[EXERCISE DIRECTIONS]
Update the following material by replacing "instance" with "occurrence" throughout. Keep everything else unchanged, and leave the pictures out of your answer.

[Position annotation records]
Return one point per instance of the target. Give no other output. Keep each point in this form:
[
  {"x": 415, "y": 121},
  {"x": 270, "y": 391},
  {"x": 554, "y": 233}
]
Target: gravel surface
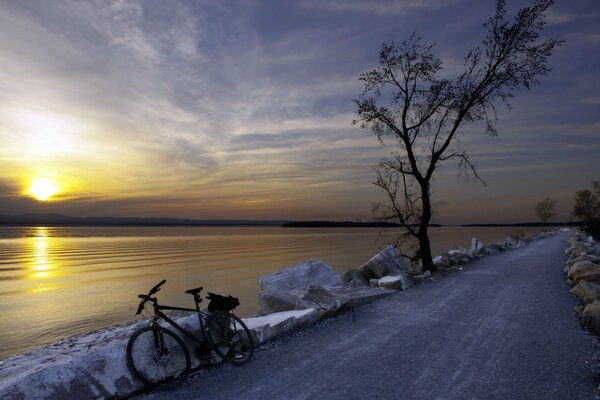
[{"x": 503, "y": 328}]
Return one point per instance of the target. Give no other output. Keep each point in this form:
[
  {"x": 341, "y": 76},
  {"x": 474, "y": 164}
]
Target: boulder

[RESPONSE FOR THIS EXERCISE]
Return one point per occurrence of the target. Give no other output. Keep each point in this form:
[
  {"x": 415, "y": 121},
  {"x": 270, "y": 391},
  {"x": 554, "y": 233}
]
Target: gravel surface
[{"x": 503, "y": 328}]
Return one point per occurrence of the target. Give no other output. Keep each point in this form:
[
  {"x": 341, "y": 76},
  {"x": 474, "y": 164}
]
Target: boulder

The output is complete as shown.